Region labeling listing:
---
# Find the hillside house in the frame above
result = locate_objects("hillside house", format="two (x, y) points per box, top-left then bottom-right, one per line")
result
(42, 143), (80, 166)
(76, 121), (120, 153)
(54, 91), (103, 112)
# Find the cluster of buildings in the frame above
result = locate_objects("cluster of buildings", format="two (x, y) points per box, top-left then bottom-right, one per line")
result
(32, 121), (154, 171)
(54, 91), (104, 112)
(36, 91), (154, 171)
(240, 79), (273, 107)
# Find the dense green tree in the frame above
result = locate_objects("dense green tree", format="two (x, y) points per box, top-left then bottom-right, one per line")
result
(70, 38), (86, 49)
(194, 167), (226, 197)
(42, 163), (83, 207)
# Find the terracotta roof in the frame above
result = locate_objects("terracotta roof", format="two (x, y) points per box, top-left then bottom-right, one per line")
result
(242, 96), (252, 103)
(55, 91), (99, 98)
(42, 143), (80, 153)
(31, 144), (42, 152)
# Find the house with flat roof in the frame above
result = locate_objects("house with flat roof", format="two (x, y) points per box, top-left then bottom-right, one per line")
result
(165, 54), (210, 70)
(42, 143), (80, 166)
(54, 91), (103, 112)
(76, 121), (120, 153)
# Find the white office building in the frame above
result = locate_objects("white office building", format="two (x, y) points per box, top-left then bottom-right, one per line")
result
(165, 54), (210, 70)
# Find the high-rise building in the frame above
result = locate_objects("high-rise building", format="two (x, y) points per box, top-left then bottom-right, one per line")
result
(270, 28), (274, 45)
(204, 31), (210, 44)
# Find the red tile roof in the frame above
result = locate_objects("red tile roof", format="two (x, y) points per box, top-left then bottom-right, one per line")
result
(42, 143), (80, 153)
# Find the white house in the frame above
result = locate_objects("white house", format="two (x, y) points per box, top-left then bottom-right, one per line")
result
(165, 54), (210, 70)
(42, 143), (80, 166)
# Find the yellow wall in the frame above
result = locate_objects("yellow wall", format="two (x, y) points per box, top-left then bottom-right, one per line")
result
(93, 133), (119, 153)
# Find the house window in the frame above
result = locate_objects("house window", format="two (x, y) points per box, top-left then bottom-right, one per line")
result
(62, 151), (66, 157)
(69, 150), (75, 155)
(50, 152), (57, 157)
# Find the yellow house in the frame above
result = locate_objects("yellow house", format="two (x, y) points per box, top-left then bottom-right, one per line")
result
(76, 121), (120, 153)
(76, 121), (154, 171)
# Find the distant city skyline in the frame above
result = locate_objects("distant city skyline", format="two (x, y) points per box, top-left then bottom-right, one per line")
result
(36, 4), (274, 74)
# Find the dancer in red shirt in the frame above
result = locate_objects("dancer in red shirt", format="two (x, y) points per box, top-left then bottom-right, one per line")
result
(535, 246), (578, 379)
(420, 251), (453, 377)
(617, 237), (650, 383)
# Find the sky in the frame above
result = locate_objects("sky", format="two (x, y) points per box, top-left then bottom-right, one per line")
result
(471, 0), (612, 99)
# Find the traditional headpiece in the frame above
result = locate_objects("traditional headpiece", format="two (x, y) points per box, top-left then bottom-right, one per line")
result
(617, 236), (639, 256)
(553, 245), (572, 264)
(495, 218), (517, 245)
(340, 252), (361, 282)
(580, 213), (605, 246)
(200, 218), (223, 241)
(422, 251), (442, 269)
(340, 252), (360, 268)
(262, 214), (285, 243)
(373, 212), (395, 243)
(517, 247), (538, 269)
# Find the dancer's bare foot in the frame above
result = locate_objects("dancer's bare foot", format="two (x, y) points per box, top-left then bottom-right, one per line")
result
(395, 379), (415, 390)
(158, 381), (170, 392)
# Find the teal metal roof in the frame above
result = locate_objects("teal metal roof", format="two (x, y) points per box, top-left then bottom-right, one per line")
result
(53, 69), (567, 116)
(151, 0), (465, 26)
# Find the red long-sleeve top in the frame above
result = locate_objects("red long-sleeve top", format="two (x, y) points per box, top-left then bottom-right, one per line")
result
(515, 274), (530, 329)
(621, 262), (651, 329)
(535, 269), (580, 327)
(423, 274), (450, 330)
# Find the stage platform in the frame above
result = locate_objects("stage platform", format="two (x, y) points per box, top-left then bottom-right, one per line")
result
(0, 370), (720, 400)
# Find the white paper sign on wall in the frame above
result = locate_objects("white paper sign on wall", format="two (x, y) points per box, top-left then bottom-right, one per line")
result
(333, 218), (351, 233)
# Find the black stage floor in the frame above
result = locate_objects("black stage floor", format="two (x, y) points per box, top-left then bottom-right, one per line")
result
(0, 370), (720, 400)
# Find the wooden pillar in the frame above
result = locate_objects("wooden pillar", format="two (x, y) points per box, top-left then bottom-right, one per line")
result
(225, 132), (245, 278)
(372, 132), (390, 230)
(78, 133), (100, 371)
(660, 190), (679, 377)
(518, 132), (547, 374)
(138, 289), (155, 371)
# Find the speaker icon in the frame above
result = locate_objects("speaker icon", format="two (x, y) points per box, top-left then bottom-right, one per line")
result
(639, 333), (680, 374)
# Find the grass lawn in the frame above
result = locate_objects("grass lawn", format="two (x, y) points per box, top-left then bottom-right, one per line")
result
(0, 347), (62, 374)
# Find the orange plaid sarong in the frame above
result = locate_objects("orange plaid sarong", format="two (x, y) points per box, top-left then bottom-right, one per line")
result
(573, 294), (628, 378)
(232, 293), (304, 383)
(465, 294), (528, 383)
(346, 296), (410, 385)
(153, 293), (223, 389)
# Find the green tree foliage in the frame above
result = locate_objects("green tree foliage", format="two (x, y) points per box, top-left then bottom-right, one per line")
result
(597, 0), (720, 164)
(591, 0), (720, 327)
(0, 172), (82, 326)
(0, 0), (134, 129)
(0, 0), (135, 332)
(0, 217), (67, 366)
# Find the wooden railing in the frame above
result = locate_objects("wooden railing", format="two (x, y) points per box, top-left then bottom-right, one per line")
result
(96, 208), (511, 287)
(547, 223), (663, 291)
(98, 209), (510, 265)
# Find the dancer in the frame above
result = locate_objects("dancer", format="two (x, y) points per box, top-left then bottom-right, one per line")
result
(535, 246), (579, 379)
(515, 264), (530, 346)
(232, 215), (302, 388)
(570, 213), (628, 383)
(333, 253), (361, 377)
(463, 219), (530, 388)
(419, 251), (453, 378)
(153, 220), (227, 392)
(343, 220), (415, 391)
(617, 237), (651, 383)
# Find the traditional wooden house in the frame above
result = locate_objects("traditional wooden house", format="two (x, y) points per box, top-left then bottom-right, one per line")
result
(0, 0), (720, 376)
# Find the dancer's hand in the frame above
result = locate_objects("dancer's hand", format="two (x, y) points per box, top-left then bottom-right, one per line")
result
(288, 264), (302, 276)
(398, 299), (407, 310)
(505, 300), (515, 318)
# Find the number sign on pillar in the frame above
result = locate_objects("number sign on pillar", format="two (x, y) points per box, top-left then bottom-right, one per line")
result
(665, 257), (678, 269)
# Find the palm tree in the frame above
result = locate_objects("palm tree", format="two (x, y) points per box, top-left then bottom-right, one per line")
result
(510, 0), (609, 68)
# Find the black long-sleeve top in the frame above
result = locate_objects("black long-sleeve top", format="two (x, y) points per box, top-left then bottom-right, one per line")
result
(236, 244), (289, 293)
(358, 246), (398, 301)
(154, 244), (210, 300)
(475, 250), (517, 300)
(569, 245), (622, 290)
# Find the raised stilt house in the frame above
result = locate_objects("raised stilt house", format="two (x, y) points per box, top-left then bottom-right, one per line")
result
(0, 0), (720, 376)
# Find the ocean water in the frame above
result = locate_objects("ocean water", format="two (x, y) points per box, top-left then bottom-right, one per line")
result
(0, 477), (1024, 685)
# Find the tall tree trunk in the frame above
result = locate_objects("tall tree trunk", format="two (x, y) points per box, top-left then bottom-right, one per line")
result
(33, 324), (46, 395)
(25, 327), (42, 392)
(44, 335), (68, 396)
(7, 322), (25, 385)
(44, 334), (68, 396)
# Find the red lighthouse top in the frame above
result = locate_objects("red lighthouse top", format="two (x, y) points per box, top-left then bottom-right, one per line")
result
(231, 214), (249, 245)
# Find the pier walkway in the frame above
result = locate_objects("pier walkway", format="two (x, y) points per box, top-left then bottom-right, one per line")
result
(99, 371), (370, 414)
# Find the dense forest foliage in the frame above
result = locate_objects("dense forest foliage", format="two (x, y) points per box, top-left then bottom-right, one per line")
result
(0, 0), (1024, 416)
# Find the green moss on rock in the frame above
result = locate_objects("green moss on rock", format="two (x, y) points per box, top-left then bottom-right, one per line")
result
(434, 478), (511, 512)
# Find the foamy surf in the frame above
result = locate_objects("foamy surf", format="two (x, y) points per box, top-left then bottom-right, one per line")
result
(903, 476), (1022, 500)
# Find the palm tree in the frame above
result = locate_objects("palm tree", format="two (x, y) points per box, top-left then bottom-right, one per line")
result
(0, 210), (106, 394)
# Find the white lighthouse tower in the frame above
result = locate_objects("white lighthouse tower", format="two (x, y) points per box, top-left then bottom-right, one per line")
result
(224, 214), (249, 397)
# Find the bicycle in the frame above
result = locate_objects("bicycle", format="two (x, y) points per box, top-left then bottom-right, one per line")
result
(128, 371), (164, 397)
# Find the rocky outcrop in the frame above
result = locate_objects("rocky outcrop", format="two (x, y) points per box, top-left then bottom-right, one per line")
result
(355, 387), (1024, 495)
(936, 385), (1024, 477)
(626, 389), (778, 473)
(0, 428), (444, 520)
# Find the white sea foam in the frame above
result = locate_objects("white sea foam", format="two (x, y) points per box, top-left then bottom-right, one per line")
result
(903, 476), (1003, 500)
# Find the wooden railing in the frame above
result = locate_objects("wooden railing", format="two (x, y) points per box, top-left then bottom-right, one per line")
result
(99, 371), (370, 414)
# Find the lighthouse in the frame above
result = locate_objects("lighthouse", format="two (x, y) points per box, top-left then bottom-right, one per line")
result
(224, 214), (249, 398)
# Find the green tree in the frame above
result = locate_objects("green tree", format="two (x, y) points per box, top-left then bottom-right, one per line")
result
---
OBJECTIVE: Please repeat, without any change, everything in the listing above from the line containing "# Find the pier walkway in the frame above" down to the line containing "(903, 476), (1022, 500)", both of those lines included.

RESULT OF THE TASK:
# Find the pier walkway in the frame above
result = locate_objects("pier walkway", format="two (x, y) points per box, top-left then bottom-right, one per line")
result
(99, 371), (370, 414)
# Find the dense forest foliage in the frame above
result = locate_objects("dense forest foliage", format="two (x, y) points per box, top-left then bottom-right, one per line")
result
(0, 0), (1024, 416)
# Find the green moss on rock in the frame above
result = locate_objects("green moss on rock", format="two (x, y) points per box, top-left then bottom-right, one per line")
result
(434, 478), (511, 512)
# Find the foamy surf in the frame above
result = locate_objects("foamy surf", format="two (x, y) points per box, top-left then bottom-right, one per line")
result
(903, 476), (1022, 500)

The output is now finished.